- [Task instructions]
A: In the hiking account, at what time did the group reach the Hermitage to get a drink of water in the toilets?
B: Pull out every line of the listing that contains the word "blurred".

It was nice to get off the really steep stuff, but we weren’t quite out of the woods yet. The valley we had ended up in was rapidly culminating in very steep rubble and bluffs. Another look at the map and Mike proposed that we climb out of the valley we were in and join the next, which had slightly more widely spaced topos. Good idea Mike – on the ridge between the two valleys we soon saw a monster scree slope extending from Kitchener’s ridge top all the way to the valley floor. A few obstacles still had to be overcome, but it was all do-able.
We found ourselves on the narrow neck of the scree slope at 5pm. A cold beer that evening now looked on the cards, which was hugely appealing since we’d just run out of water. From where we stood it looked like we could be down a thousand metres to the valley floor in a couple of hours if the scree was of good quality.
Yeah, but nah. Again the scale of this magnificent landscape completely fooled us. Bruised and battered from countless slips on the horrid, unpredictable rubble (not scree) in our end of day tired state, we trudged in to the Hermitage to get a drink of water in the toilets at 9pm. A few passing restaurant guests gorked, but at least the weather was STILL beautiful and the pub was still serving large jugs of Speights at 10pm when we eventually arrived there. What a day, what a trip. Humbled again. Chhheeeers!

- [Stored dataset items]
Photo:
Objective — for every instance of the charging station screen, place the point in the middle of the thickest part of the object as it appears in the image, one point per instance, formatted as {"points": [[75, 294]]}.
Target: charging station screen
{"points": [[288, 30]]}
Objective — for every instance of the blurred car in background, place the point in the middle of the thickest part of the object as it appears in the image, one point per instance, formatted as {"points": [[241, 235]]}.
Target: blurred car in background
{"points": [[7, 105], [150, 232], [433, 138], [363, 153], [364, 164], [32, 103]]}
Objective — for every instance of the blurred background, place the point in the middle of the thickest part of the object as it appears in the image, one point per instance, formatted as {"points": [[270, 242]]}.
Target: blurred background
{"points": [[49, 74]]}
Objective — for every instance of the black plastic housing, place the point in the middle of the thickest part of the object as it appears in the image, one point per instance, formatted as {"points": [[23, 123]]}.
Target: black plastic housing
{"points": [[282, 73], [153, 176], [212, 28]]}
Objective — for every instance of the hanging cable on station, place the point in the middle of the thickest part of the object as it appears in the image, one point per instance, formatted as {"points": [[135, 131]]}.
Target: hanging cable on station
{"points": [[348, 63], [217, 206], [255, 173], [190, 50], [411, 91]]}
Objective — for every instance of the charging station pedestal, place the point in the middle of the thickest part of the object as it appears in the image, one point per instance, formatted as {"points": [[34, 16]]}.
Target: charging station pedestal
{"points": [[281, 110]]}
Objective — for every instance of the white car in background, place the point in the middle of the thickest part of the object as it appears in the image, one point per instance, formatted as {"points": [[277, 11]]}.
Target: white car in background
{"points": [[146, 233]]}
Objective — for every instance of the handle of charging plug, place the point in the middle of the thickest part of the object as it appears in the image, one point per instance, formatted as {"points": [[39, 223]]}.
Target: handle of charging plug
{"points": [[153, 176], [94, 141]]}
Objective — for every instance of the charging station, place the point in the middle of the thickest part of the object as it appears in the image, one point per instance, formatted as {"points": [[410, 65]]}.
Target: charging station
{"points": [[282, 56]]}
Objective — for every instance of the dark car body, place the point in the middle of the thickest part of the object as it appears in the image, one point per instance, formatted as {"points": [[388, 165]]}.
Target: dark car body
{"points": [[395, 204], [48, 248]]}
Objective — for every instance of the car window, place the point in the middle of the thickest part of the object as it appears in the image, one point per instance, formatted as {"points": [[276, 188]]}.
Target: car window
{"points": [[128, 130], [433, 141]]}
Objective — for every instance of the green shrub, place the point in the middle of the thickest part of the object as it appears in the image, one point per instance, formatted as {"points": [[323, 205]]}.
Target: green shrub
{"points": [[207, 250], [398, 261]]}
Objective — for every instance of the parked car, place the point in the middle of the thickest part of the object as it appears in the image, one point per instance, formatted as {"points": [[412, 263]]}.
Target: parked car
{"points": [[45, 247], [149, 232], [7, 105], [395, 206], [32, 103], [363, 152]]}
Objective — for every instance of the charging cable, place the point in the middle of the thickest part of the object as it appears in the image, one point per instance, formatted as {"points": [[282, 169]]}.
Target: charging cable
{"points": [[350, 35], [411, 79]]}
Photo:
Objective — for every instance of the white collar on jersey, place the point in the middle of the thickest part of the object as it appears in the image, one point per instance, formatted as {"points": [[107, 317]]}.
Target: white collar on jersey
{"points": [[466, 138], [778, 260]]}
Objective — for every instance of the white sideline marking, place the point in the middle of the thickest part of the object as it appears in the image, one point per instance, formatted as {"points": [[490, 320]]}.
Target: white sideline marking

- [Results by task]
A: 9pm

B:
Objective — for every instance of the blurred car in background, place the point in the middle of the thickest part of the object as it appears in the image, one point per instance, formatted as {"points": [[241, 235]]}.
Target: blurred car in background
Objective — for every instance of the blurred background, place the point in the middle of the thickest part of the object as it appears in the image, one point per instance, formatted as {"points": [[270, 242]]}.
Target: blurred background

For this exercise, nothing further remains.